start INFORMATION SUPPLIED

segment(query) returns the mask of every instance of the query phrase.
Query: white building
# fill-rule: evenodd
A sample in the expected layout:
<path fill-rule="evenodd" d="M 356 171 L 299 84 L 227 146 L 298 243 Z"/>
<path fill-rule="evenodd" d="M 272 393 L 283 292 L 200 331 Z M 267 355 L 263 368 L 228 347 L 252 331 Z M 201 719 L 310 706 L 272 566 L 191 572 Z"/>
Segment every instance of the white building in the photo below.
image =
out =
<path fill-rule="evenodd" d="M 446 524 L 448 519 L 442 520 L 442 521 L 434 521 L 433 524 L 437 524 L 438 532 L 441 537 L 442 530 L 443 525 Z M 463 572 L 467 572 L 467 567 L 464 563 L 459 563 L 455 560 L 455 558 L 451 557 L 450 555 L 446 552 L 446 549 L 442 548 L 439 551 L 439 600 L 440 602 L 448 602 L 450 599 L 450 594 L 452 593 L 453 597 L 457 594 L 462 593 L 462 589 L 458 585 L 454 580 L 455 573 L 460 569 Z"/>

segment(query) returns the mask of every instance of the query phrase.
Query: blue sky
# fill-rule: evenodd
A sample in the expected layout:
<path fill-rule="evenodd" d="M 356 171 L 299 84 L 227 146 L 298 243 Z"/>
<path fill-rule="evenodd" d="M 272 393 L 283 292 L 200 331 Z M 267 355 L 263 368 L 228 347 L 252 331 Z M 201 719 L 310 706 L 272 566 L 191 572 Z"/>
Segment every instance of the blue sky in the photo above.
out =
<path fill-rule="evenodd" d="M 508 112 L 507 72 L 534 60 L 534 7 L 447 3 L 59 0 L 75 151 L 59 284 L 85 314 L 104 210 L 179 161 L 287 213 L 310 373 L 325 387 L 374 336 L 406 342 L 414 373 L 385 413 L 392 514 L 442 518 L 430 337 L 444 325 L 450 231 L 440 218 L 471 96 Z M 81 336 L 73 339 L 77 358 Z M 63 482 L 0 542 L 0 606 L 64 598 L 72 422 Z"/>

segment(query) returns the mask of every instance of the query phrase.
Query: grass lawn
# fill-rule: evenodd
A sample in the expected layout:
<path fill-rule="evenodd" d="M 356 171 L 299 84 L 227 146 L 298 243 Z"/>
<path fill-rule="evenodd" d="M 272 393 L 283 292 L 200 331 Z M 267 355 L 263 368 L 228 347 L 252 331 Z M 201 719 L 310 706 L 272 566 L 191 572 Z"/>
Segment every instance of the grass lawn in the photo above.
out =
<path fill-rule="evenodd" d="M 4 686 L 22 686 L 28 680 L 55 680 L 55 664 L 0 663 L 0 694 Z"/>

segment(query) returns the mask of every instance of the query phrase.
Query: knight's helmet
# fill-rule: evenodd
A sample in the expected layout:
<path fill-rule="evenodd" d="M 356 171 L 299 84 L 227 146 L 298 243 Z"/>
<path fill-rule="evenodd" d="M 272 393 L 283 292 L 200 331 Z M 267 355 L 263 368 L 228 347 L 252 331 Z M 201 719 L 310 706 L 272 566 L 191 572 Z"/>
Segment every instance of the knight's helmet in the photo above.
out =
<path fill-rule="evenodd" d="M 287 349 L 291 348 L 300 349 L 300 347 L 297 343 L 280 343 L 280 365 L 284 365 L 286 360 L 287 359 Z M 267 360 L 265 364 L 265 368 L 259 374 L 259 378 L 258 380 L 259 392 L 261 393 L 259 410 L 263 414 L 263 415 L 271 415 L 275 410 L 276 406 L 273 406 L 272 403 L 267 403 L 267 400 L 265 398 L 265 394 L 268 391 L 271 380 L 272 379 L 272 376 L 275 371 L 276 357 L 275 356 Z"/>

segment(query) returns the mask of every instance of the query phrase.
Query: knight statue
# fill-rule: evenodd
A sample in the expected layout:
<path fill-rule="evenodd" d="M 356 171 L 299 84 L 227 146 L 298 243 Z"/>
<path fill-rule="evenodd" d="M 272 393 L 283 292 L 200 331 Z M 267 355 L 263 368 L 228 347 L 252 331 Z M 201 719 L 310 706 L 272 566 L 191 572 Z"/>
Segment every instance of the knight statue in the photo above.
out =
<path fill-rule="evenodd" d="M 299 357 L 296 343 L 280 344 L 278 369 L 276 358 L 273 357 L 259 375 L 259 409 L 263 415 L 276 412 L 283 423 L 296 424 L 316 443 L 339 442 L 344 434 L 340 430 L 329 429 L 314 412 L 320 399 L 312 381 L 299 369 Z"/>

end INFORMATION SUPPLIED

WHAT THE TASK ASKS —
Rewrite the material above as a Markdown table with the columns "Row" and "Line," putting each nonblank line in its own numbered row.

CORRECT ANSWER —
| Row | Line |
|---|---|
| 1 | segment(query) returns the mask of every instance of the query phrase. |
| 2 | Query: white building |
| 3 | # fill-rule: evenodd |
| 4 | A sample in the expected layout: |
| 5 | <path fill-rule="evenodd" d="M 356 171 L 299 84 L 227 146 L 298 243 Z"/> |
| 6 | <path fill-rule="evenodd" d="M 272 393 L 283 292 L 200 331 Z M 267 355 L 263 368 L 228 347 L 252 331 Z M 201 719 L 310 706 L 272 566 L 191 572 Z"/> |
| 7 | Segment every instance of the white building in the photo below. |
| 8 | image = |
| 9 | out = |
| 10 | <path fill-rule="evenodd" d="M 446 524 L 448 519 L 442 520 L 442 521 L 434 521 L 433 524 L 437 524 L 438 532 L 441 537 L 442 530 L 443 525 Z M 463 572 L 467 572 L 467 567 L 464 563 L 459 563 L 455 560 L 455 558 L 451 557 L 450 555 L 446 552 L 446 549 L 442 548 L 439 551 L 439 600 L 440 602 L 448 602 L 450 599 L 450 594 L 452 593 L 453 597 L 457 594 L 462 593 L 462 589 L 458 585 L 454 580 L 455 573 L 460 569 Z"/> |
| 11 | segment(query) returns the mask of every instance of the query phrase. |
| 12 | Query: blue sky |
| 13 | # fill-rule: evenodd |
| 14 | A sample in the expected layout: |
| 15 | <path fill-rule="evenodd" d="M 356 171 L 299 84 L 227 146 L 298 243 Z"/> |
| 16 | <path fill-rule="evenodd" d="M 272 393 L 283 292 L 200 331 Z M 267 355 L 263 368 L 228 347 L 252 331 Z M 201 719 L 310 706 L 272 566 L 191 572 Z"/> |
| 17 | Segment every instance of the blue sky in the photo above. |
| 18 | out = |
| 19 | <path fill-rule="evenodd" d="M 508 112 L 507 72 L 534 60 L 534 7 L 447 3 L 59 0 L 75 151 L 59 284 L 85 314 L 104 210 L 179 161 L 287 213 L 310 373 L 325 387 L 374 336 L 406 342 L 414 373 L 385 413 L 392 514 L 442 518 L 430 337 L 444 325 L 450 231 L 440 218 L 471 96 Z M 81 336 L 73 339 L 77 358 Z M 63 482 L 0 542 L 0 606 L 64 598 L 72 422 Z"/> |
| 20 | segment(query) returns the mask of every instance of the query phrase. |
| 21 | Query: grass lawn |
| 22 | # fill-rule: evenodd |
| 23 | A sample in the expected layout: |
| 24 | <path fill-rule="evenodd" d="M 356 171 L 299 84 L 227 146 L 298 243 Z"/> |
| 25 | <path fill-rule="evenodd" d="M 272 393 L 283 292 L 200 331 Z M 267 355 L 263 368 L 228 347 L 252 331 Z M 201 719 L 310 706 L 272 566 L 191 572 Z"/> |
| 26 | Segment every instance of the grass lawn in the photo above. |
| 27 | out = |
| 28 | <path fill-rule="evenodd" d="M 4 686 L 22 686 L 28 680 L 55 680 L 55 664 L 0 663 L 0 694 Z"/> |
| 29 | segment(query) returns the mask of every instance of the query phrase. |
| 30 | Query: knight's helmet |
| 31 | # fill-rule: evenodd |
| 32 | A sample in the expected layout: |
| 33 | <path fill-rule="evenodd" d="M 356 171 L 299 84 L 227 146 L 298 243 Z"/> |
| 34 | <path fill-rule="evenodd" d="M 272 393 L 283 292 L 200 331 Z M 267 355 L 263 368 L 228 347 L 252 331 Z M 201 719 L 310 706 L 272 566 L 191 572 Z"/> |
| 35 | Segment every instance of the knight's helmet in the photo above. |
| 36 | out = |
| 37 | <path fill-rule="evenodd" d="M 287 349 L 291 348 L 300 349 L 300 347 L 297 343 L 280 343 L 280 365 L 284 365 L 286 360 L 287 359 Z M 267 360 L 265 364 L 265 368 L 259 374 L 259 378 L 258 380 L 259 392 L 261 393 L 259 410 L 263 414 L 263 415 L 271 415 L 275 410 L 276 406 L 273 406 L 272 403 L 267 403 L 267 400 L 265 398 L 265 394 L 268 391 L 271 380 L 272 379 L 272 376 L 275 371 L 276 357 L 275 356 Z"/> |
| 38 | segment(query) returns the mask of every instance of the query phrase. |
| 39 | Query: knight statue |
| 40 | # fill-rule: evenodd |
| 41 | A sample in the expected layout: |
| 42 | <path fill-rule="evenodd" d="M 356 171 L 299 84 L 227 146 L 298 243 Z"/> |
| 43 | <path fill-rule="evenodd" d="M 272 393 L 283 292 L 200 331 Z M 267 355 L 263 368 L 228 347 L 252 331 Z M 201 719 L 310 706 L 272 566 L 191 572 Z"/> |
| 44 | Segment every instance of the knight statue in the photo above. |
| 45 | out = |
| 46 | <path fill-rule="evenodd" d="M 299 357 L 296 343 L 280 344 L 278 369 L 276 358 L 273 357 L 259 375 L 259 409 L 263 415 L 276 412 L 283 423 L 296 424 L 316 443 L 339 442 L 344 434 L 340 430 L 329 429 L 314 412 L 320 399 L 312 381 L 299 369 Z"/> |